The primary objective of Mission Divyastra was to showcase India’s ability in Multiple Independently Targetable Re-entry Vehicle (MIRV) technology which amplifies the destructive potential of a single ballistic missile.

MIRV technology involves delivering multiple warheads to hit different targets with a single missile. A MIRV-equipped missile carries multiple warheads within a single body. During the final stages of flight, these warheads separate and re-enter the atmosphere on independent trajectories, allowing them to strike multiple targets.

Several countries, including the US, UK, Russia, China, France, and now India, possess the MIRV technology. The United States, Great Britain, France, China, and Russia are among the countries that deploy MIRV missiles, while Pakistan tested the technology in 2017.

* Stated goal 1 *
Pick out every line in the records below that contains the string "stem", and copy each one.

* Provided data *
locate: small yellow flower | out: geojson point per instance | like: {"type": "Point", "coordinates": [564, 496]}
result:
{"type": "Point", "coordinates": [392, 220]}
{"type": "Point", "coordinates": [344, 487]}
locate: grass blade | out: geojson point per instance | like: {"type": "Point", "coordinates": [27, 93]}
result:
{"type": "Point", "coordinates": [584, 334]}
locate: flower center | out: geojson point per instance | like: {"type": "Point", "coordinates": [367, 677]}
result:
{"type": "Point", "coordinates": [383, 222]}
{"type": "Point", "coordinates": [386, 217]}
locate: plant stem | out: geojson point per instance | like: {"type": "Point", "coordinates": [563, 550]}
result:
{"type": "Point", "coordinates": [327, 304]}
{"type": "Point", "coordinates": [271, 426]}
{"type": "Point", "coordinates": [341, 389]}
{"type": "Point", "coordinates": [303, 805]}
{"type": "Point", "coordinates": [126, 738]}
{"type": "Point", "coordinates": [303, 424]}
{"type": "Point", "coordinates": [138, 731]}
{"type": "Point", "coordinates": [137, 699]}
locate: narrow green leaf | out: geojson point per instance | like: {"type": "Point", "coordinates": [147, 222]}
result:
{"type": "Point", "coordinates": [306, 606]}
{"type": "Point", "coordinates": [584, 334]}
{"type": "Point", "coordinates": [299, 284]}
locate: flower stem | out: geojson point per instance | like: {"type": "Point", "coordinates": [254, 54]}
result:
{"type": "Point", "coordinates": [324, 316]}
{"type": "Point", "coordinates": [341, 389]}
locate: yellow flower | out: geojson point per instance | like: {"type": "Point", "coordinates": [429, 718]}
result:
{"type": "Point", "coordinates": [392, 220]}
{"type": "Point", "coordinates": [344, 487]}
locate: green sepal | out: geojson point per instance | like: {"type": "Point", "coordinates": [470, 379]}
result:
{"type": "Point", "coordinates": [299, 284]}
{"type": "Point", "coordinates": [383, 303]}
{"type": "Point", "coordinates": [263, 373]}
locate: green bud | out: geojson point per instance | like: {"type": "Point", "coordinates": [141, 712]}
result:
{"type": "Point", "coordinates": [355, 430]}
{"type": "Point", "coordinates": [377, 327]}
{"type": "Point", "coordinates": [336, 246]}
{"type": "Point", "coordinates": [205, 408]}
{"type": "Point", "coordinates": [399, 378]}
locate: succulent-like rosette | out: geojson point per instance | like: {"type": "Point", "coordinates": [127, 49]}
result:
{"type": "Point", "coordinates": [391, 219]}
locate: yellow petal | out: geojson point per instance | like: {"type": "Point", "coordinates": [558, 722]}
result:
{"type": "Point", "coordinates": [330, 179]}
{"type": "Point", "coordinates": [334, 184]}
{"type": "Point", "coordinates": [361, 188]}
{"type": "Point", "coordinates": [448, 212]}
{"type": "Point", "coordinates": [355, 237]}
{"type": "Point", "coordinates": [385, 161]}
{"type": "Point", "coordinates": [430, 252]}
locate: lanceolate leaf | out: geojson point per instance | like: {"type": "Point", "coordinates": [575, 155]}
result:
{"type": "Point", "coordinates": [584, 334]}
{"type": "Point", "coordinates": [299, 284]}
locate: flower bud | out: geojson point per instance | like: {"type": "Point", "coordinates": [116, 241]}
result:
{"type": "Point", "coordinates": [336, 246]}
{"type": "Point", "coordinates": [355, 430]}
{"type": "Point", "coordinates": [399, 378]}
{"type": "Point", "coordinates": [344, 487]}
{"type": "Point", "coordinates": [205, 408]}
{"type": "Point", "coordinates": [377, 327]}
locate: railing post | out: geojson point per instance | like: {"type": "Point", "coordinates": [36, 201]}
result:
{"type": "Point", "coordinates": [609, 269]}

* Stated goal 2 *
According to the passage on Mission Divyastra, in what year did Pakistan test MIRV technology?

* Final answer 1 *
locate: plant stem | out: geojson point per instance | like: {"type": "Point", "coordinates": [563, 550]}
locate: flower stem | out: geojson point per instance | like: {"type": "Point", "coordinates": [254, 54]}

* Final answer 2 *
2017